Extrait choisi:
══════════════════════════════
Voilà Napoléon qui met l’accent sur la singularité humaine ! Sur chaque vie singulière à défendre, à vivre, ce qui n’est jamais gagné d’avance, il faut toujours se battre, et, pourtant, la pulsion de mort semble avoir en apparence le dernier mot. A moins que la pulsion singulière de vie ne revienne, par la voix de chaque être singulier constituant le peuple toujours en train de se renouveler, s’imposer, plus vivante que jamais, et s’incarnant dans une étrange unanimité pour reconnaître en Napoléon un grand homme, paradigme d’une vie batailleuse où rien n’est gagné définitivement.

Singularité paradigmatique de Napoléon, d’abord. Puis, singularité de la situation extérieure, aussi, qui va forger un destin dans le sens d’avoir toujours à se battre, à user de diplomatie et de stratégie, face à un dehors plutôt ennemi en regard de cette île de beauté dont désirerait jouir l’être singulier. Ainsi, Tobie le jardinier, à Sainte-Hélène, se courbe-t-il et travaille-t-il innocemment… comme s’il ne pouvait rien face à ce qui le domine, l’assujettit. Donc, singularité d’une destinée, aux prises avec la sensation aiguë d’une situation extérieure avec laquelle batailler, et non pas la passivité masochiste du jardinier qui accepte sans relever la tête ?
══════════════════════════════
Consigne:
D'après l'extrait sur Napoléon, pourquoi la situation extérieure forge-t-elle un destin où il faut toujours se battre ? Répondez en une à trois phrases. Ces lignes proviennent d'une autre source.

Extraits de données d'étiquetage de lieux
══════════════════════════════
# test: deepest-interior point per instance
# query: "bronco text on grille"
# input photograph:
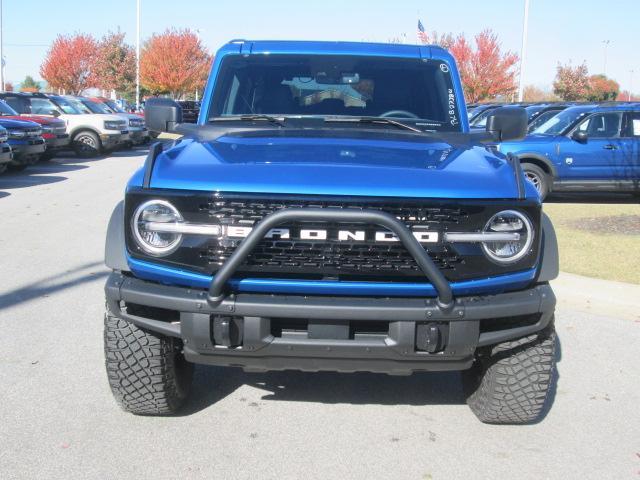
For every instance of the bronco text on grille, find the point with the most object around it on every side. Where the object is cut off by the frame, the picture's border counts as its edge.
(362, 252)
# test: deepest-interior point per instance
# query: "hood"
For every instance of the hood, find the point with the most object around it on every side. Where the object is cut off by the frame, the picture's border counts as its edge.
(11, 123)
(42, 120)
(321, 163)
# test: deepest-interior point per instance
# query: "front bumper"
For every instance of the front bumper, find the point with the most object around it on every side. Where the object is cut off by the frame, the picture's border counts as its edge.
(111, 140)
(26, 151)
(138, 136)
(58, 142)
(6, 155)
(276, 332)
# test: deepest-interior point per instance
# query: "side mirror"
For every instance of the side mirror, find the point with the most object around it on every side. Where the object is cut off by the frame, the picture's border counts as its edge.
(579, 136)
(507, 123)
(162, 114)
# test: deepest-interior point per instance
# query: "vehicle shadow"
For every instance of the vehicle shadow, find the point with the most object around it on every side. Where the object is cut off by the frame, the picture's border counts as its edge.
(50, 285)
(212, 384)
(12, 180)
(613, 197)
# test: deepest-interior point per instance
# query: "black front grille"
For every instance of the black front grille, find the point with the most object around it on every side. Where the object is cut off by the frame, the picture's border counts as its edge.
(331, 258)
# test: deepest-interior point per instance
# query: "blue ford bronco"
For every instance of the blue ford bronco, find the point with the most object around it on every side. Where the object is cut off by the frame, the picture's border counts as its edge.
(585, 148)
(331, 210)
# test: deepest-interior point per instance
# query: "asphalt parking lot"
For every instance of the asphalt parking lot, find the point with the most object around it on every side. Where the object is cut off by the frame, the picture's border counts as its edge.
(58, 419)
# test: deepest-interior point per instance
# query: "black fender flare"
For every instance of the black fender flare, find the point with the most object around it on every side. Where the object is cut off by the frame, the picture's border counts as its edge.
(115, 247)
(538, 158)
(550, 264)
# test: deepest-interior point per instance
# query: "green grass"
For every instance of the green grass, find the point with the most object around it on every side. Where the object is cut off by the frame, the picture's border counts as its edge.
(609, 254)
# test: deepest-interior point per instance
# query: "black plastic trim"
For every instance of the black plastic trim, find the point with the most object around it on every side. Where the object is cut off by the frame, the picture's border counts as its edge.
(431, 271)
(154, 150)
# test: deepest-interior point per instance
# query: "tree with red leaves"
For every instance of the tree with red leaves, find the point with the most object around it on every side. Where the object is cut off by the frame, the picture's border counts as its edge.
(486, 71)
(114, 67)
(69, 63)
(572, 83)
(602, 88)
(174, 62)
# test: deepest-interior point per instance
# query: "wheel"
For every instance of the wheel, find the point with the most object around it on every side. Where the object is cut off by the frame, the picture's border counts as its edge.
(147, 372)
(86, 144)
(538, 177)
(510, 383)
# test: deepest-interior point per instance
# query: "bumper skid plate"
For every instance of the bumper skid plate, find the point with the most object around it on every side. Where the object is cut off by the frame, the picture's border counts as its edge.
(277, 332)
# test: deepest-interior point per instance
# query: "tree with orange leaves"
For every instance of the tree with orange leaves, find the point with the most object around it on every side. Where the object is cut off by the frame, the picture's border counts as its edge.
(69, 63)
(174, 62)
(486, 71)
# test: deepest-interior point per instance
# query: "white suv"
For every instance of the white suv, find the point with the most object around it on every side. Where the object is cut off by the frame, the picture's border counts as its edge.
(90, 133)
(138, 133)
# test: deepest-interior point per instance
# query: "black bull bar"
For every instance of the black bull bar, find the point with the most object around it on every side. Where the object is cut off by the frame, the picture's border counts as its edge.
(434, 275)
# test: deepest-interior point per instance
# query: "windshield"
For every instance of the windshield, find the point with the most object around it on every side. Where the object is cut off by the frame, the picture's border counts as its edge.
(481, 119)
(69, 106)
(559, 123)
(114, 107)
(94, 106)
(413, 90)
(543, 117)
(6, 109)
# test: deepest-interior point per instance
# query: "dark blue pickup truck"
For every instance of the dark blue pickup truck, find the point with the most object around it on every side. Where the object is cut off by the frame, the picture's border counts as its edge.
(585, 148)
(331, 210)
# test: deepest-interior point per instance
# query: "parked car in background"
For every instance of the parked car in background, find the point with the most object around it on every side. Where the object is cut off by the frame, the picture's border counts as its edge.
(90, 133)
(541, 116)
(585, 148)
(138, 133)
(5, 150)
(25, 139)
(54, 130)
(190, 110)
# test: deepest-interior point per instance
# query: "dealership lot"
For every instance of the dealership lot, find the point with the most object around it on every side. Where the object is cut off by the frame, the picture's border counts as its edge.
(60, 421)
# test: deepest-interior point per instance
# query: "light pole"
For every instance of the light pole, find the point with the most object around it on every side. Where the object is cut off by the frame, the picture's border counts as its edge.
(606, 44)
(1, 52)
(523, 50)
(137, 55)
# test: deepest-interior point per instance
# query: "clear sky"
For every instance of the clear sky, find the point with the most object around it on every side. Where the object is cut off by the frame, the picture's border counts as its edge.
(559, 30)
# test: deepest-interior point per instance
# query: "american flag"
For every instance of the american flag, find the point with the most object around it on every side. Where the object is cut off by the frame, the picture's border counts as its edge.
(422, 36)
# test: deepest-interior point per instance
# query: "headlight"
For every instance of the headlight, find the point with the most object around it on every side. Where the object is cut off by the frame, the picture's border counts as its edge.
(113, 125)
(509, 221)
(17, 134)
(152, 213)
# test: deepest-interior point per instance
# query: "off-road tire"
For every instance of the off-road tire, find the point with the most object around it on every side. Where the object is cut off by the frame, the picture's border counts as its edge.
(86, 144)
(147, 372)
(538, 177)
(510, 383)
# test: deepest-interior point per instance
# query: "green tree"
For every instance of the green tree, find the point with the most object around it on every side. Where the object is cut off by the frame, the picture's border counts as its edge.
(572, 83)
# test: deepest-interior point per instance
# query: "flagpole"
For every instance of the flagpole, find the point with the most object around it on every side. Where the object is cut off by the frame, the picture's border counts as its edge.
(137, 55)
(523, 50)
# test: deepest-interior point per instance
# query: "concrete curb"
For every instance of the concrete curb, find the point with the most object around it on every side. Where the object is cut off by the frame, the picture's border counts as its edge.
(598, 297)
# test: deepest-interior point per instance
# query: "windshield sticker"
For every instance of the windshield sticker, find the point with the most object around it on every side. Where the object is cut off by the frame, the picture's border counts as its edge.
(453, 119)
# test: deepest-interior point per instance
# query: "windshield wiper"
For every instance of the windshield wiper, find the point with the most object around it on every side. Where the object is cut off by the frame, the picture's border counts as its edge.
(381, 120)
(250, 118)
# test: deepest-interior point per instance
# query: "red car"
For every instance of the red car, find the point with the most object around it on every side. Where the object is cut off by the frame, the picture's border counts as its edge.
(54, 130)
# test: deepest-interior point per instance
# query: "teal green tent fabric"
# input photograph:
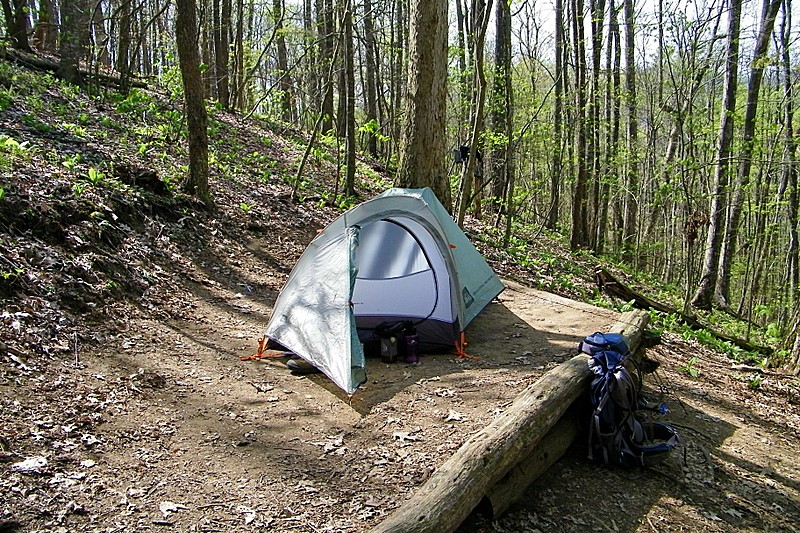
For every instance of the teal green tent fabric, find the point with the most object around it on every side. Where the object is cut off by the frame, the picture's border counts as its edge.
(397, 257)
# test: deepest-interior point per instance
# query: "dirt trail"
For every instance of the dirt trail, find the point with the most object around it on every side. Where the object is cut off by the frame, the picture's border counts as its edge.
(166, 426)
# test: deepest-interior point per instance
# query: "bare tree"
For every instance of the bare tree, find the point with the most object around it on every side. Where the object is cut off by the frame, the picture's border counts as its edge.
(631, 224)
(195, 109)
(422, 158)
(769, 13)
(73, 36)
(16, 19)
(704, 294)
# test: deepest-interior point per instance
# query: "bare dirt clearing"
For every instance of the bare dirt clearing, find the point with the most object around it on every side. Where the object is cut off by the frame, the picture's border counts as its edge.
(170, 414)
(124, 404)
(168, 427)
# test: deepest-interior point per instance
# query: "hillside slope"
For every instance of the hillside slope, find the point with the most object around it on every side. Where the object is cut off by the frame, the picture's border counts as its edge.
(127, 307)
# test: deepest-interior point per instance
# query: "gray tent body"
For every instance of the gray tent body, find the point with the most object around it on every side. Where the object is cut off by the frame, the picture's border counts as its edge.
(399, 256)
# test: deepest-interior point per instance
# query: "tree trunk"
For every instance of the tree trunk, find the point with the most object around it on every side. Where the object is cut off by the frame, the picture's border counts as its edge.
(239, 92)
(631, 224)
(100, 36)
(72, 39)
(597, 9)
(705, 290)
(790, 161)
(16, 18)
(473, 167)
(124, 47)
(612, 119)
(350, 107)
(558, 119)
(500, 108)
(370, 89)
(485, 460)
(424, 141)
(222, 21)
(745, 153)
(45, 31)
(326, 30)
(285, 80)
(195, 109)
(580, 200)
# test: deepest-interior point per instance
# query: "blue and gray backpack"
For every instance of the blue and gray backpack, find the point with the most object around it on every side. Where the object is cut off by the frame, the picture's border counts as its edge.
(618, 434)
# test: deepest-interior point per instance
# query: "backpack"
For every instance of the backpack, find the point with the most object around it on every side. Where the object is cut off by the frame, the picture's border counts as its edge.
(618, 434)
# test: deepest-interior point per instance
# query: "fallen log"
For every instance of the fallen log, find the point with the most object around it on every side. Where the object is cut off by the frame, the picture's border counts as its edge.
(478, 468)
(615, 288)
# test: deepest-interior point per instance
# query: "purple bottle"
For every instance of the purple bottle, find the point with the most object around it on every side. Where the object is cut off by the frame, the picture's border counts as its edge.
(411, 341)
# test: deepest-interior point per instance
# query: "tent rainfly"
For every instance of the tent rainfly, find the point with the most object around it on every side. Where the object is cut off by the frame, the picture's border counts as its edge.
(398, 257)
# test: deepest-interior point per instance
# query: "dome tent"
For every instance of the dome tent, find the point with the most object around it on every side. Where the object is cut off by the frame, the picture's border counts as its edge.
(399, 256)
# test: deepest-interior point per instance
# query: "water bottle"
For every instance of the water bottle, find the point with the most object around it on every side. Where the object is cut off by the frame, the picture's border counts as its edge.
(411, 341)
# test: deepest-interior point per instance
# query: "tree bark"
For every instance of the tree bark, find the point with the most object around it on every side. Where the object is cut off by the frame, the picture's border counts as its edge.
(285, 79)
(558, 119)
(326, 29)
(631, 224)
(579, 237)
(484, 460)
(500, 107)
(424, 141)
(745, 154)
(195, 109)
(472, 170)
(370, 88)
(705, 290)
(16, 18)
(72, 44)
(790, 171)
(350, 107)
(45, 31)
(597, 10)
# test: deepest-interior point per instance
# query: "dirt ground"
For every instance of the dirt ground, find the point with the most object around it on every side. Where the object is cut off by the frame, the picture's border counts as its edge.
(167, 428)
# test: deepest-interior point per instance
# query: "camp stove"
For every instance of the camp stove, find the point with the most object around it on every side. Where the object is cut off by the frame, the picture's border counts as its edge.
(392, 339)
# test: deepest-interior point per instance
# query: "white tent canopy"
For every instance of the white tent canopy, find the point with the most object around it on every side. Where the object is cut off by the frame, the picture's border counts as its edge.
(397, 257)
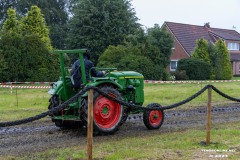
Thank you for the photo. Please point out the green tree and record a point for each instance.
(202, 50)
(56, 15)
(4, 6)
(34, 23)
(97, 24)
(11, 24)
(24, 53)
(222, 65)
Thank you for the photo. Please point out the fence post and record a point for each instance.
(209, 106)
(90, 124)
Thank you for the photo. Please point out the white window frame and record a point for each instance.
(233, 46)
(173, 69)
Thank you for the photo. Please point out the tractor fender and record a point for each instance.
(105, 83)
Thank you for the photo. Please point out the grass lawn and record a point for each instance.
(22, 103)
(185, 144)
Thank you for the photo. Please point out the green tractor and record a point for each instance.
(108, 115)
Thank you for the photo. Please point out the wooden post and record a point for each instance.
(208, 127)
(90, 124)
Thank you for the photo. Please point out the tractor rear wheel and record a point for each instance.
(107, 114)
(54, 102)
(153, 119)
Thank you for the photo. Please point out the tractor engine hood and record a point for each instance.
(125, 75)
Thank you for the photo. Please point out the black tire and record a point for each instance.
(153, 119)
(54, 102)
(107, 114)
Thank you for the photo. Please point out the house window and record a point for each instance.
(173, 65)
(233, 46)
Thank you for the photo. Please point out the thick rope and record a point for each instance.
(84, 90)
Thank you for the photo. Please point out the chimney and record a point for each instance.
(207, 25)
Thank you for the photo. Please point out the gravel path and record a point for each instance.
(42, 135)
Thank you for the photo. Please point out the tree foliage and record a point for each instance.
(24, 52)
(148, 53)
(217, 56)
(34, 23)
(54, 11)
(97, 24)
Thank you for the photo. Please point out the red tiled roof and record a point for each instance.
(226, 34)
(187, 34)
(234, 57)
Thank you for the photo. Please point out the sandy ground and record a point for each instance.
(42, 135)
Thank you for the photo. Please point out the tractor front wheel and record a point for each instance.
(153, 119)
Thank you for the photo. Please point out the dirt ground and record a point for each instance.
(41, 135)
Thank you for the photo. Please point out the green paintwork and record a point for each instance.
(129, 83)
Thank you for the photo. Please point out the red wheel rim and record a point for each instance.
(155, 117)
(106, 112)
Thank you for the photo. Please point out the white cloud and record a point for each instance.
(220, 13)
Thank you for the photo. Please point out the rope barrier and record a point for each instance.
(74, 98)
(145, 81)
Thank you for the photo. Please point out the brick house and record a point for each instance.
(185, 36)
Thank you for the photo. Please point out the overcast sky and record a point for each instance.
(220, 13)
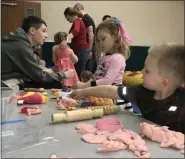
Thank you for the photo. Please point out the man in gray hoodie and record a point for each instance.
(18, 60)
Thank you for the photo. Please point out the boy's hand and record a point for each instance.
(69, 73)
(79, 85)
(77, 94)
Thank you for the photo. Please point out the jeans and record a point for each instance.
(91, 63)
(83, 56)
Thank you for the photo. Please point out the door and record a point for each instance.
(12, 16)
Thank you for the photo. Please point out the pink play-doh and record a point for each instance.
(108, 124)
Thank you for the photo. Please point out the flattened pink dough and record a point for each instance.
(163, 135)
(119, 140)
(112, 146)
(94, 139)
(86, 128)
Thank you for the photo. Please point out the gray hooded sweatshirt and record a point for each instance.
(17, 61)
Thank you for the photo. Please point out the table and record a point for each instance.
(38, 138)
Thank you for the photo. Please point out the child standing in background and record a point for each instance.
(64, 57)
(86, 76)
(112, 41)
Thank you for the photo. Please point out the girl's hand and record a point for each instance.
(77, 94)
(69, 73)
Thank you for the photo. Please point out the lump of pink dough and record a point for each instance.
(135, 143)
(182, 152)
(146, 155)
(163, 135)
(93, 139)
(112, 146)
(86, 128)
(115, 136)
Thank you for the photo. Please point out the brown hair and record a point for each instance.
(70, 11)
(86, 76)
(59, 37)
(121, 45)
(170, 59)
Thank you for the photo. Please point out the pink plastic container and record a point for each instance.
(108, 124)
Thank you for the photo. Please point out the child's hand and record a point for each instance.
(79, 85)
(77, 94)
(69, 73)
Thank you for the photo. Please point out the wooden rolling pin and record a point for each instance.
(34, 90)
(107, 109)
(76, 115)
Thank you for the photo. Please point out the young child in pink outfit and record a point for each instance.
(113, 42)
(64, 58)
(110, 41)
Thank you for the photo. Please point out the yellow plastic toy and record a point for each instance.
(132, 78)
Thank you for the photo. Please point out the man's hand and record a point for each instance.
(46, 69)
(90, 55)
(79, 85)
(77, 94)
(69, 73)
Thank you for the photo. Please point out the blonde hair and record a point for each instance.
(170, 59)
(86, 76)
(59, 37)
(121, 45)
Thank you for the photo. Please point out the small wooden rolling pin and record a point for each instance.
(107, 109)
(76, 115)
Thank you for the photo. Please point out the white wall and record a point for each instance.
(147, 22)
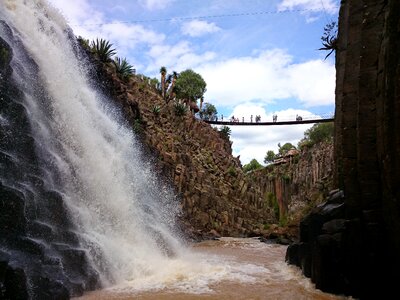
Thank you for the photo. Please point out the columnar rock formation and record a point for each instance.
(351, 244)
(301, 182)
(217, 198)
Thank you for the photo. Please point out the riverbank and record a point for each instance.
(231, 268)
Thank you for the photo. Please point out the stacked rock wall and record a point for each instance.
(216, 197)
(351, 244)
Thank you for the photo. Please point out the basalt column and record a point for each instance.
(351, 244)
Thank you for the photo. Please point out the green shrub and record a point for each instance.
(283, 221)
(225, 132)
(137, 126)
(123, 68)
(156, 110)
(180, 108)
(103, 49)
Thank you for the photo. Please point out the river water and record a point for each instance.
(231, 269)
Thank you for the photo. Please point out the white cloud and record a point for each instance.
(155, 4)
(197, 28)
(329, 6)
(254, 141)
(177, 57)
(269, 77)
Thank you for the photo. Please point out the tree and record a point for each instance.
(209, 111)
(322, 132)
(329, 38)
(190, 86)
(174, 77)
(251, 166)
(225, 132)
(103, 49)
(270, 157)
(163, 72)
(285, 148)
(123, 68)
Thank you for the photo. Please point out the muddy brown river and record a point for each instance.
(225, 269)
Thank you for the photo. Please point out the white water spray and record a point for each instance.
(124, 218)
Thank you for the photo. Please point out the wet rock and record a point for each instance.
(12, 207)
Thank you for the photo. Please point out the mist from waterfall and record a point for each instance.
(123, 217)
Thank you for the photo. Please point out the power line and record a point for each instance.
(205, 17)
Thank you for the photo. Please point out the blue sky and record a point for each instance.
(262, 60)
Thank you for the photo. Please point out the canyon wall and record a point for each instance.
(351, 244)
(194, 158)
(303, 182)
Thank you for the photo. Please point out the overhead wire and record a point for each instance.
(205, 17)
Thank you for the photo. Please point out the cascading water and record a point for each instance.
(88, 159)
(79, 206)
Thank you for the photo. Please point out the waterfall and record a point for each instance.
(124, 219)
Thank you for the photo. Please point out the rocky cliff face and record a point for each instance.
(351, 244)
(301, 183)
(216, 197)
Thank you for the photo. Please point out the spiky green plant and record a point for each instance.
(156, 110)
(103, 49)
(180, 108)
(85, 43)
(137, 126)
(329, 38)
(225, 132)
(123, 68)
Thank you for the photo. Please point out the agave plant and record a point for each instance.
(225, 132)
(103, 49)
(180, 108)
(137, 126)
(123, 68)
(329, 39)
(156, 110)
(85, 43)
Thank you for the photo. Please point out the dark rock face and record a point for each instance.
(353, 247)
(40, 254)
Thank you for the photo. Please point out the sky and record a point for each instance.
(258, 57)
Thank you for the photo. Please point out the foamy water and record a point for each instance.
(226, 269)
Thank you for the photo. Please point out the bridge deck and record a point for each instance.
(270, 123)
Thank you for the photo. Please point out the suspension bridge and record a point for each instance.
(294, 120)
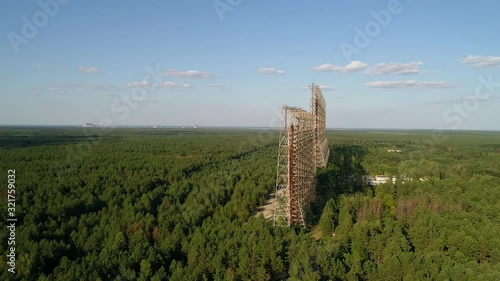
══════════════════════════════
Résultat de l'exercice:
La situation extérieure est singulière. Le dehors y est plutôt ennemi au regard de l'île de beauté dont l'être singulier désirerait jouir. Il faut donc toujours se battre et user de diplomatie et de stratégie face à lui.